## Texte fourni
=-=-=-=-=
Nous attendons, en deuxième lieu, le remplacement des satellites de renseignement par images de la génération Helios par ceux de la constellation Musis, dont les performances sont meilleures et réduisent les délais de revisite.

En troisième lieu, nous avons besoin de drones à double capacité, électromagnétique et imagerie : la charge électromagnétique permet de détecter des émissions suspectes sur un champ large ; la caméra associée peut ensuite surveiller les sites à partir desquels ces émissions ont été passées sur un champ étroit et confirmer ou non l’intérêt de l’objectif.

En quatrième lieu, la maîtrise des flux d’informations doit s’adapter à l’accroissement exponentiel de ceux-ci. Tous les services de renseignements sont confrontés à ce même défi.

Enfin, nous estimons notre besoin en personnels supplémentaires à une centaine de postes pour remplir parfaitement nos missions et nous adapter à leur rapide évolution.

La DRM, aujourd’hui éclatée entre deux sites principaux, devrait profiter du regroupement des services du ministère de la défense à Balard, dit le « Balardgone », pour regrouper la plupart de ses activités.

En somme, après trente ans d’expérience, j’observe que l’outil du renseignement français a beaucoup et favorablement évolué, grâce notamment aux progrès de la coordination et de la collaboration entre les services. La France est aujourd’hui une des seules puissances à posséder une capacité d’appréciation autonome. Si, par exemple, nous ne sommes pas intervenus en Irak et que nous sommes intervenus au Mali, c’est parce que nous savions, grâce à nos propres informations, quelle était la réalité et, partant, l’intérêt stratégique pour la France.

Nous devons faire encore progresser la coopération interservices qui a déjà démontré son excellence et dévoilé son potentiel. J’ai moi-même assez vécu l’avant et l’après 11 septembre pour vous dire qu’une dynamique s’est instaurée depuis et qu’elle continue de progresser vers des succès communs et partagés.
=-=-=-=-=
## Extrait de données
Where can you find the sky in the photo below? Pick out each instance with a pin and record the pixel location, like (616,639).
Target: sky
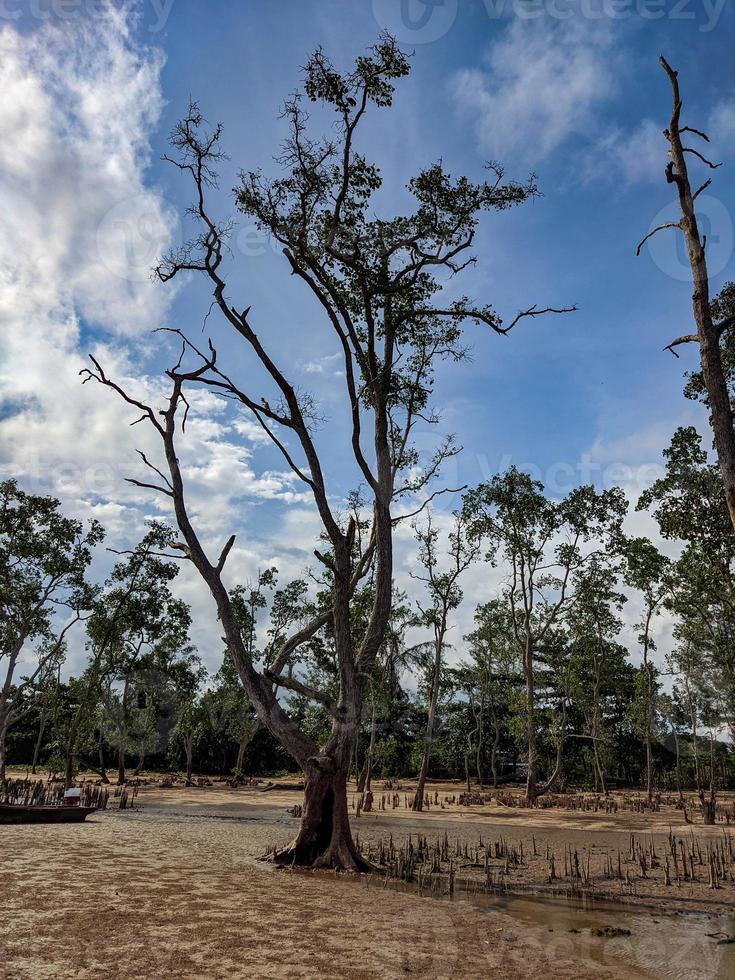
(570,90)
=-=-=-=-=
## Votre travail
- A) D'après le texte sur le renseignement français, combien de postes supplémentaires faudrait-il pour remplir parfaitement les missions ?
- B) Reprenez le texte sur le renseignement français à la suite de sa dernière phrase et poursuivez-le.

## Résultats obtenus
- A) Une centaine de postes.

- B)
Nos opérations militaires sont de plus en plus « intel-led », c’est-à-dire conditionnées, sinon déterminées, par le renseignement. Nous l’avons éprouvé en Afghanistan, en Libye et le mesurons encore au Mali.

On définit souvent le renseignement comme une activité consistant à chercher un chat noir dans une pièce noire sans même savoir s’il s’y trouve. Mais que le chat y soit ou non constitue une information en soi et c’est à cela que servent les services de renseignement ! C’est pourquoi nous faisons tous notre métier avec passion, bénéficions à plein de la fonction « anticipation-connaissance » créée en 2008 et croyons aussi beaucoup dans le prochain livre blanc.

M. Jean-Michel Villaumé. Nous ne sommes pas à l’abri d’attaques informatiques de la part de terroristes. Pour y faire face, nous possédons déjà de l’Agence nationale de sécurité des systèmes d’information (ANSSI). Comment la DRM travaille-t-elle avec elle ? Comment considérez-vous ce type de menaces ? Et quels moyens attendez-vous du Livre blanc pour vous organiser contre ces « cyber-attaques » ?

M. Alain Chrétien. Je me pose exactement la même question à propos de la montée en puissance du « cyber-renseignement » ? Comment vous coordonnez-vous dans ce domaine avec l’ANSSI ?

Général Didier Bolelli. Nous débutons dans le domaine de la « cyber-guerre ». Pour le moment, nous nous limitons à rechercher des informations, à travers un certain nombre de sites ou de réseaux.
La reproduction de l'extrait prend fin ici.